== SUPPLIED TEXT ==
Hansi Libros changed its name and domain several times in order to avoid enforcement efforts directed against its hosting providers. On more than one occasion, it lost gigabytes of information due to changes in hosting policy. As with LibGen in Russia, this pressure has pushed Hansi to become more a distributed network of collaborators and systems, with greater redundancy. As one collaborator put it (in an IRC interview with the author):

Resiliency comes from rapid dissemination and replication. Now, something new is made available across twenty sites within hours. There are metanetworks—every shared interest unconsciously forms a network—and there are dozens of sites that do this. It doesn’t matter if one is erased. Even though the law is becoming less flexible, I don’t think this dynamic will change. Either new business models will emerge that are fairer to the consumer, or this activity will continue underground.


At the UBA, students began to experiment with collaborative, organized digitization and archiving of classroom materials in the mid-2000s. The most prominent of these projects was BiblioFyL, which began in 2007 and continues today, in spite of various difficulties. The early days of the project followed a familiar trajectory of student self-organization, facilitated by listservs and forums. BiblioFyL began as a small-scale Internet forum for the exchange of course materials at the School of Philosophy and Letters. Over time, this exchange became more organized, reaching more students. As its catalog of materials and audience expanded, BiblioFyL moved to a dedicated content management system and website.

== STORED DATA ==

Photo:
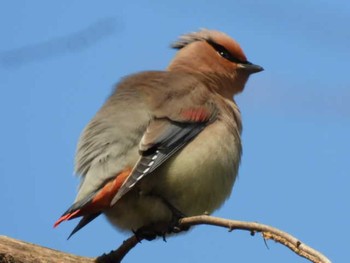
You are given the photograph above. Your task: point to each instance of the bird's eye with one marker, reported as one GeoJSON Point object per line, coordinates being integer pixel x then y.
{"type": "Point", "coordinates": [223, 52]}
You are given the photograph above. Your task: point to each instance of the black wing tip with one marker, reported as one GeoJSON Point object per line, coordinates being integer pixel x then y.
{"type": "Point", "coordinates": [83, 222]}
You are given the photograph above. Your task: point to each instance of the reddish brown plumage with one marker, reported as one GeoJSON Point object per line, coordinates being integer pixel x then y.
{"type": "Point", "coordinates": [100, 201]}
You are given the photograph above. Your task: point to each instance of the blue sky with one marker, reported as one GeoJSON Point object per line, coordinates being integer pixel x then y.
{"type": "Point", "coordinates": [60, 60]}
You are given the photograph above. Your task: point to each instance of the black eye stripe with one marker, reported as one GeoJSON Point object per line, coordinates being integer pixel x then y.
{"type": "Point", "coordinates": [222, 51]}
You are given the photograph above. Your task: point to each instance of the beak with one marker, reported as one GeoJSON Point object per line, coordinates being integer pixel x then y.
{"type": "Point", "coordinates": [250, 67]}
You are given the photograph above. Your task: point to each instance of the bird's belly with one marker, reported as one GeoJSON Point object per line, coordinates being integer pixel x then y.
{"type": "Point", "coordinates": [200, 178]}
{"type": "Point", "coordinates": [195, 181]}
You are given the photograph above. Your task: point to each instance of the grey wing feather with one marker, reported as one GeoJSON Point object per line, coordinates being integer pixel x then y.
{"type": "Point", "coordinates": [176, 136]}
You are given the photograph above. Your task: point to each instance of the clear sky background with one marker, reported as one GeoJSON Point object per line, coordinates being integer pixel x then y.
{"type": "Point", "coordinates": [59, 61]}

== COMPLETE THE FOLLOWING ==
a. Pull out the passage on Hansi Libros and BiblioFyL in full, word for word.
b. Collect every line of the records that contains the string "bird".
The text and the records were drawn from unrelated sources.

== PER-TASK ANSWERS ==
a.
Hansi Libros changed its name and domain several times in order to avoid enforcement efforts directed against its hosting providers. On more than one occasion, it lost gigabytes of information due to changes in hosting policy. As with LibGen in Russia, this pressure has pushed Hansi to become more a distributed network of collaborators and systems, with greater redundancy. As one collaborator put it (in an IRC interview with the author):

Resiliency comes from rapid dissemination and replication. Now, something new is made available across twenty sites within hours. There are metanetworks—every shared interest unconsciously forms a network—and there are dozens of sites that do this. It doesn’t matter if one is erased. Even though the law is becoming less flexible, I don’t think this dynamic will change. Either new business models will emerge that are fairer to the consumer, or this activity will continue underground.


At the UBA, students began to experiment with collaborative, organized digitization and archiving of classroom materials in the mid-2000s. The most prominent of these projects was BiblioFyL, which began in 2007 and continues today, in spite of various difficulties. The early days of the project followed a familiar trajectory of student self-organization, facilitated by listservs and forums. BiblioFyL began as a small-scale Internet forum for the exchange of course materials at the School of Philosophy and Letters. Over time, this exchange became more organized, reaching more students. As its catalog of materials and audience expanded, BiblioFyL moved to a dedicated content management system and website.

b.
You are given the photograph above. Your task: point to each instance of the bird's eye with one marker, reported as one GeoJSON Point object per line, coordinates being integer pixel x then y.
You are given the photograph above. Your task: point to each instance of the bird's belly with one marker, reported as one GeoJSON Point object per line, coordinates being integer pixel x then y.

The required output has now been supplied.